EXCERPTED PASSAGE:

###

My most recent WOW book was _The Doomsday Book_ by Connie Willis.

I had just read one other book of hers before this (had never heard of her before) and thought she was a good writer. After reading _The Doomsday Book_, I realized she was a great writer.


----------



## 31842 (Jan 11, 2011)

Most recently, I really felt that "Wow!" feeling after The Hunger Games (but that's not particularly news to anyone). I was having a tough time following it up and then I read Susan Ee's book Angelfall.



When I saw all the five star reviews, I was sure something fishy was going on. And then I read the book. It is really that good. I want to stand on top of rooftops and shout to the world how good it is! I can hardly wait for the sequel!


----------



## EGranfors (Mar 18, 2011)

###

GIVEN ENTRIES:

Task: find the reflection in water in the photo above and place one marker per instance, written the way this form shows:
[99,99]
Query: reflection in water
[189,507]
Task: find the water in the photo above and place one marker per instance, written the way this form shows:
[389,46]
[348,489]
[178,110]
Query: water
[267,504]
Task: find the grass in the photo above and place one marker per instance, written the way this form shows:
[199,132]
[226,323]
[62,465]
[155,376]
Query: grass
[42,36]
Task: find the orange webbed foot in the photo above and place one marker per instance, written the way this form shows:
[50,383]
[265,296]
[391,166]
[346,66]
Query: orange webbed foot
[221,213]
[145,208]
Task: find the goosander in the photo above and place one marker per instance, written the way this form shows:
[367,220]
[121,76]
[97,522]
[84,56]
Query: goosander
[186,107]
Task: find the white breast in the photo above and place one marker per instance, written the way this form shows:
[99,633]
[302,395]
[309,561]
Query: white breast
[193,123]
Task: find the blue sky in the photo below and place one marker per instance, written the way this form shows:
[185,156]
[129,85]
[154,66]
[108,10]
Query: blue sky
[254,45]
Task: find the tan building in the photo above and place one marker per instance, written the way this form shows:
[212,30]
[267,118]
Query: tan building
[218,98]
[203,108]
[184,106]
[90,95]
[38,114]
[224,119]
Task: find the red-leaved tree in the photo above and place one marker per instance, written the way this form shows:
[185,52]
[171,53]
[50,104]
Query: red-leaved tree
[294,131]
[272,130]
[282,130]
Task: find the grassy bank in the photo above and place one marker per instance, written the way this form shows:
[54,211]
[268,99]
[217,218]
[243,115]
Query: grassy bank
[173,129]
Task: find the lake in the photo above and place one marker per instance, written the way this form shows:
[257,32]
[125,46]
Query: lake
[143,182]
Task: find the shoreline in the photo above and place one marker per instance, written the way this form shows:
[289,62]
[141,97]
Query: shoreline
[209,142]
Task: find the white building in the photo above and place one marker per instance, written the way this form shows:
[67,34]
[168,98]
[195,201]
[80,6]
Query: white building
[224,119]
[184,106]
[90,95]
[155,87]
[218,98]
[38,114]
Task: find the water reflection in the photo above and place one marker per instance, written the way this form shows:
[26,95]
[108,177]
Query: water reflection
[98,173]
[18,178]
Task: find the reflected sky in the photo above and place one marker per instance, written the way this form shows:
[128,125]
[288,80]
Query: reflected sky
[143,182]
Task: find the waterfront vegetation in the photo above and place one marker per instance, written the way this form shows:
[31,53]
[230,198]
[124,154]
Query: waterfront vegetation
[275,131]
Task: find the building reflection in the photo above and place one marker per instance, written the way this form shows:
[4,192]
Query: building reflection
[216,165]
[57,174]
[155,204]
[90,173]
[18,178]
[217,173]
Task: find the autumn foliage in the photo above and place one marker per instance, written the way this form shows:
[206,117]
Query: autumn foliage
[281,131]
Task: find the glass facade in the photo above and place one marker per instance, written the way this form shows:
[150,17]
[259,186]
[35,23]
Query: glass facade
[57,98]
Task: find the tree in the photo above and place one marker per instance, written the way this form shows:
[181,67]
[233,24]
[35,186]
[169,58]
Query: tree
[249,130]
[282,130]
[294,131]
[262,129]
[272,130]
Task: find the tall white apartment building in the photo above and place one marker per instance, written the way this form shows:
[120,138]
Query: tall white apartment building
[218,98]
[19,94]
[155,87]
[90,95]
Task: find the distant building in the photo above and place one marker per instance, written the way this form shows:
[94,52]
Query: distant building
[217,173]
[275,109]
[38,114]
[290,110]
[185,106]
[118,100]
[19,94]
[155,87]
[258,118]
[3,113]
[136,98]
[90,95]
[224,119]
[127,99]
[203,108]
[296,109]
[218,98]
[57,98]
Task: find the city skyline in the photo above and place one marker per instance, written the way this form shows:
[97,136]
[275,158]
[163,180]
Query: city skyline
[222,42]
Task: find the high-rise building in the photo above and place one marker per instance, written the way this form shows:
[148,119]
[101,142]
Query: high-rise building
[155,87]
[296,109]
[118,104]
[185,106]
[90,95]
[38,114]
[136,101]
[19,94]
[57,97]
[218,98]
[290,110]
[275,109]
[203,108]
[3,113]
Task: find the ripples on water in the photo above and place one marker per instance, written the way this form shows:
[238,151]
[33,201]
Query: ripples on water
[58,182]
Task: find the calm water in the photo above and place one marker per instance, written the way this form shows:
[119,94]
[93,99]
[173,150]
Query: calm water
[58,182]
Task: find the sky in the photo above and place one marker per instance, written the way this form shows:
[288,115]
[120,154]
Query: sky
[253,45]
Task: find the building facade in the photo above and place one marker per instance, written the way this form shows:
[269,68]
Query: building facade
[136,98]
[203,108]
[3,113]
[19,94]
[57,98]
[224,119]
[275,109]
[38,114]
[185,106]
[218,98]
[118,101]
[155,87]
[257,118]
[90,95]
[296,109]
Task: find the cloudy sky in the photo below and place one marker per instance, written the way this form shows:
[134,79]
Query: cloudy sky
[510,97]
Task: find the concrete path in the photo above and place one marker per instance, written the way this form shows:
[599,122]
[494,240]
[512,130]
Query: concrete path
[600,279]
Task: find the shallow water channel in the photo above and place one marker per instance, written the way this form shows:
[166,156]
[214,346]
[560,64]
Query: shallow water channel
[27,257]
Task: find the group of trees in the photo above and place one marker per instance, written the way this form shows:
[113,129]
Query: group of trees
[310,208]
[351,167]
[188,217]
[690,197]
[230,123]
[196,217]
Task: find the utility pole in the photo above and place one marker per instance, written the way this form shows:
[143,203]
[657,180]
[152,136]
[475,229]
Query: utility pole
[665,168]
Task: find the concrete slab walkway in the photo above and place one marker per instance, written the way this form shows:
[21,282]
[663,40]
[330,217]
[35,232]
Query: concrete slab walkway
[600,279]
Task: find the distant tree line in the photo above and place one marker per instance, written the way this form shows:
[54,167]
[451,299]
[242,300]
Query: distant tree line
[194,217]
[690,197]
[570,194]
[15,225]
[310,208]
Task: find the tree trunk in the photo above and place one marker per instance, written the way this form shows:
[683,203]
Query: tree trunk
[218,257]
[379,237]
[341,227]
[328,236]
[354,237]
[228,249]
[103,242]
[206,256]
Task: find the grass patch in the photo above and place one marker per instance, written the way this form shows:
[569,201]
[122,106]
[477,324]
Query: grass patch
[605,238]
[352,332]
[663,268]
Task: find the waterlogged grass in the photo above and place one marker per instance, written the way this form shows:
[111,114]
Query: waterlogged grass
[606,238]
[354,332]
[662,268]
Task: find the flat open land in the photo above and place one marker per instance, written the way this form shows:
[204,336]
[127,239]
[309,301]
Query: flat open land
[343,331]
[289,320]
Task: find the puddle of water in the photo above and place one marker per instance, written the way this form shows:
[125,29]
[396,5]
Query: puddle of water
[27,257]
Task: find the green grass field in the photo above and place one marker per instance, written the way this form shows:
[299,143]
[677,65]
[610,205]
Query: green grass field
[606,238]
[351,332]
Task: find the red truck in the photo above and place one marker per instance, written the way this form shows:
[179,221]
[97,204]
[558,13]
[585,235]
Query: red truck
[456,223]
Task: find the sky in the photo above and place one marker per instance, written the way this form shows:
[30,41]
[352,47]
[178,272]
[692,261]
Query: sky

###

REQUIREMENTS:
A: Set down the passage from the book discussion thread exactly, everything from "My most recent" down to "Ee's book Angelfall.".
B: In the book discussion thread, which author wrote The Doomsday Book?
C: Extend the book discussion thread past its final line.

ANSWERS FOR THIS EXERCISE:
A:
My most recent WOW book was _The Doomsday Book_ by Connie Willis.

I had just read one other book of hers before this (had never heard of her before) and thought she was a good writer. After reading _The Doomsday Book_, I realized she was a great writer.


----------



## 31842 (Jan 11, 2011)

Most recently, I really felt that "Wow!" feeling after The Hunger Games (but that's not particularly news to anyone). I was having a tough time following it up and then I read Susan Ee's book Angelfall.

B: Connie Willis

C:
*When She Woke* by Hillary Jordan. Suspense and cultural commentary. Sort of a new *The Handmaid's Tale.*


----------



## David Elham (Sep 29, 2011)

Audrey Niffeneger's *The Time Travelever's Wife * had that WOW factor for me. Pity the movie simplified it so much and changed the sense of the ending...

[=The Time Traveler's Wife=]


----------



## Seleya (Feb 25, 2011)

A few : The Silmarillion (The Music of the Ainur is single-handedly responsible for my love of English), To Kill a Mockingbird, A Canticle for Leibowitz and one theatre script: Murder in the Cathedral.

Another book, while not a masterwork per se gave me a big 'WOW' moment, I was a kid and the book was 'The Sword of Shannara' a chance order of my parents from a book club catalogue (not much of interest on that catalogue but it was time for the bi-monthly order). It was my first fantasy book and it was an epiphany 'There is people who write stories like these!'


----------



## Paul Clayton (Sep 12, 2009)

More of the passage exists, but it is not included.